__Your assignment__. Only part of the listing is needed, namely the lines from its start through the line with "form [(706, 418)].", and they should be retyped exactly.

----

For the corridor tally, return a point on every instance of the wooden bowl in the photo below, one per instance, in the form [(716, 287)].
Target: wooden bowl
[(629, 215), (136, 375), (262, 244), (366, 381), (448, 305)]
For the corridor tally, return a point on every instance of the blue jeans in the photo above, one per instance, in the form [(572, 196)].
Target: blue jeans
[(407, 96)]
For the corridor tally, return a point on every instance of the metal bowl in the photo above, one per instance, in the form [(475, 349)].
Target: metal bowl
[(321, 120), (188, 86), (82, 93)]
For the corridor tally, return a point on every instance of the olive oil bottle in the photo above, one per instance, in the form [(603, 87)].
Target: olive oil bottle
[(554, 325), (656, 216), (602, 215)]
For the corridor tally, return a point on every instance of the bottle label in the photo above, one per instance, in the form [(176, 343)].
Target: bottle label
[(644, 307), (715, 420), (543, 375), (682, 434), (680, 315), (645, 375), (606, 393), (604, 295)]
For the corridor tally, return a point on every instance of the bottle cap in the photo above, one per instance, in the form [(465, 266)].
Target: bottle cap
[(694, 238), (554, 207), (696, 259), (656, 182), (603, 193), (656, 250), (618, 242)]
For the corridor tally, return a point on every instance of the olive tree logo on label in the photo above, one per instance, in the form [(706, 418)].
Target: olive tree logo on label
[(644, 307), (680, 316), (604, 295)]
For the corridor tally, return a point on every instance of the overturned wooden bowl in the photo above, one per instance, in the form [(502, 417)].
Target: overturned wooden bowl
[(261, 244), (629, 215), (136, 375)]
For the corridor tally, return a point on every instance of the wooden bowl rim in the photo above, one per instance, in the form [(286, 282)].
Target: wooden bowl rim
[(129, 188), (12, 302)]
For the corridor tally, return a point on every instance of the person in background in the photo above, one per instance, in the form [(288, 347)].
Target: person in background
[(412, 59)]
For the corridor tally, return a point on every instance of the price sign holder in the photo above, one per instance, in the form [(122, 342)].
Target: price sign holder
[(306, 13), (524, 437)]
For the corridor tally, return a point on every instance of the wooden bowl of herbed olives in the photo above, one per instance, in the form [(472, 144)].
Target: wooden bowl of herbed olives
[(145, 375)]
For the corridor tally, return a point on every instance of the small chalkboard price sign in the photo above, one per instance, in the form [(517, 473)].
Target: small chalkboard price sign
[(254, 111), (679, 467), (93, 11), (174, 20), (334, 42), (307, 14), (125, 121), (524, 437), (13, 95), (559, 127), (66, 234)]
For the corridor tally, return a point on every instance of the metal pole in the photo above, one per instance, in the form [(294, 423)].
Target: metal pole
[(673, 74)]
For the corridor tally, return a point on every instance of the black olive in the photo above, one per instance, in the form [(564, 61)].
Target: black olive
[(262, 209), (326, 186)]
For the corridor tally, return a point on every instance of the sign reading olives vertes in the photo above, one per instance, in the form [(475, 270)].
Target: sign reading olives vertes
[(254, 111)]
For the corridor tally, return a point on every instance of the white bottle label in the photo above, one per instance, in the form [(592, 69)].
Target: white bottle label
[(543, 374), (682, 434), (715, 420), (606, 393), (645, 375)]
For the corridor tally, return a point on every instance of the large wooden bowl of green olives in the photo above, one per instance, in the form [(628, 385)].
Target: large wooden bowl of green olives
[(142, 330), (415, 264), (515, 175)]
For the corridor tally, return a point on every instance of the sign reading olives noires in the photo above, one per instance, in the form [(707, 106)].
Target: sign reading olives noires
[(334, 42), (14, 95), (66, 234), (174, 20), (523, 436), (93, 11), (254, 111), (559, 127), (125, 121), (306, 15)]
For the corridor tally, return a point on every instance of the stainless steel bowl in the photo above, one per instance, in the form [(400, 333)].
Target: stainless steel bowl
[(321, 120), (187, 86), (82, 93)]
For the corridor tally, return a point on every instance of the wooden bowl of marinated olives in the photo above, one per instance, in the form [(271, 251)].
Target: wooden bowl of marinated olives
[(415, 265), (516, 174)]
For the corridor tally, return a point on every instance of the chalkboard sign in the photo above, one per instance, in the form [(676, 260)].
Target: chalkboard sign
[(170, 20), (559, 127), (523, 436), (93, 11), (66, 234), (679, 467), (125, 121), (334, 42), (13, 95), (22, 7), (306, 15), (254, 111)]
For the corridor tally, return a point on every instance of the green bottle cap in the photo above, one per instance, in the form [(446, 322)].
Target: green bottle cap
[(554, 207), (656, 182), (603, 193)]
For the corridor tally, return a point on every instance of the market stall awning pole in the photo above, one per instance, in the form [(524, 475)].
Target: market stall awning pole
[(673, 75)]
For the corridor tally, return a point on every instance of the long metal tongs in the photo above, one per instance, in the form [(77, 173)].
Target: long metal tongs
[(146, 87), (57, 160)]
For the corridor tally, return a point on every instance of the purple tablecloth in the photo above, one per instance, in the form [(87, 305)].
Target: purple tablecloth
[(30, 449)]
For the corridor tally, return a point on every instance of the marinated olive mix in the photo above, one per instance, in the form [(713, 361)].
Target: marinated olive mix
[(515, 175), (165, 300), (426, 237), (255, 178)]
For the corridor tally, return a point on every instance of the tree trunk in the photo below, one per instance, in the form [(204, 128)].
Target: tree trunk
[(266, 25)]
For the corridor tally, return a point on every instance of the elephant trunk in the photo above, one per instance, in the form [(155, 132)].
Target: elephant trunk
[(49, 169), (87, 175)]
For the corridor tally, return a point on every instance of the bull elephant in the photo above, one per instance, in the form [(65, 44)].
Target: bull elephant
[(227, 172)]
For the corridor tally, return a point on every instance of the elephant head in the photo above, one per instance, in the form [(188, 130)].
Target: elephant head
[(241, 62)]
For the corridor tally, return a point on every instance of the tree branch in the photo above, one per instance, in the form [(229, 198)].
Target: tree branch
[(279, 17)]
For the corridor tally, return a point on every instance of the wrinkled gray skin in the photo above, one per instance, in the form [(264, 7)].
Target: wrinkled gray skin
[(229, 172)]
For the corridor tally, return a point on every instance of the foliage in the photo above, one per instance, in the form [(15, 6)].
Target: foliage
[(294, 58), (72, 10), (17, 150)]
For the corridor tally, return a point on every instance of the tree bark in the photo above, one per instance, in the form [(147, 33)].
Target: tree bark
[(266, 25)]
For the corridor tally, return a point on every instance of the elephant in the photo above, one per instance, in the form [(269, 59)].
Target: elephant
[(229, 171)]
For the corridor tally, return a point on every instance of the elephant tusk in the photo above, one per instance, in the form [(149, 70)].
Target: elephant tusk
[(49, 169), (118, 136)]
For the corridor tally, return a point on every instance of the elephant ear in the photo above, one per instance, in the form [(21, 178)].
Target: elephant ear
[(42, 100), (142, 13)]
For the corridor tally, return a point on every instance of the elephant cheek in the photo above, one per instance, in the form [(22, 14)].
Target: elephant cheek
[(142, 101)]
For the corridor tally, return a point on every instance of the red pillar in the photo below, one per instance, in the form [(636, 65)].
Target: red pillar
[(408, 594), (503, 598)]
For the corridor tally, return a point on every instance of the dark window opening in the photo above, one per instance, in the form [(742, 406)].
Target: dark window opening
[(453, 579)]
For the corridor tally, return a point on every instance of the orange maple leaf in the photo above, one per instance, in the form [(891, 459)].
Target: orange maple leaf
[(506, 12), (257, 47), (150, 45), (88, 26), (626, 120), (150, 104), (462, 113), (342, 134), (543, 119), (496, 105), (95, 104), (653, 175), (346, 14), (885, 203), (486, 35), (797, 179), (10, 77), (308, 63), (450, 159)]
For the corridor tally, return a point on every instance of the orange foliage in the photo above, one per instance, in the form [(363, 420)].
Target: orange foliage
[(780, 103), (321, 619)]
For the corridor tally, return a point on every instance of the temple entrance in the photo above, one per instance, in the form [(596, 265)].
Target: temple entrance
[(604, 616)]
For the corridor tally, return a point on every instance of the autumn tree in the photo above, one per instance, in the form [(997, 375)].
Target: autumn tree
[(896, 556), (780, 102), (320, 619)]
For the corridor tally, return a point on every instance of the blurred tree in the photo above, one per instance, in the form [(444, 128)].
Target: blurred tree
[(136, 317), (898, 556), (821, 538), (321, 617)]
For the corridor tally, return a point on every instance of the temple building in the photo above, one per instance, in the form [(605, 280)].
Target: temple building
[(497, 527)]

----

__Your response__.
For the corridor tally, return a point on every instance of the wooden bowl in the photo below, one per instance, in the form [(716, 287)].
Target: wooden bowl
[(629, 215), (136, 375), (262, 244), (366, 381), (448, 305)]
For the corridor tally, return a point on every instance of the blue jeans in the photo above, one per instance, in the form [(572, 196)].
Target: blue jeans
[(407, 96)]
For the corridor tally, return a point on every instance of the metal bowl in the photo above, one per instance, in the form [(475, 349)].
Target: metal bowl
[(321, 120), (188, 86), (82, 93)]
For the corridor tally, return a point on every instance of the olive oil bottle in the photo above, one per instance, in the form [(603, 87)].
Target: olive oil bottle
[(554, 325), (656, 216), (602, 215)]
For the corridor tally, return a point on every instance of the bottle label in the photo above, one per instance, in the form [(176, 343)].
Target: bottle label
[(644, 307), (715, 420), (543, 375), (682, 434), (680, 315), (645, 375), (606, 393), (604, 295)]
For the corridor tally, return a point on every instance of the bottle cap in the photo above, one per instance, in the form [(465, 266)].
Target: bottle cap
[(694, 238), (554, 207), (696, 259), (656, 182), (603, 193), (656, 250), (618, 242)]
For the corridor tally, return a point on every instance of the olive tree logo on label in the photo above, one per instance, in the form [(706, 418)].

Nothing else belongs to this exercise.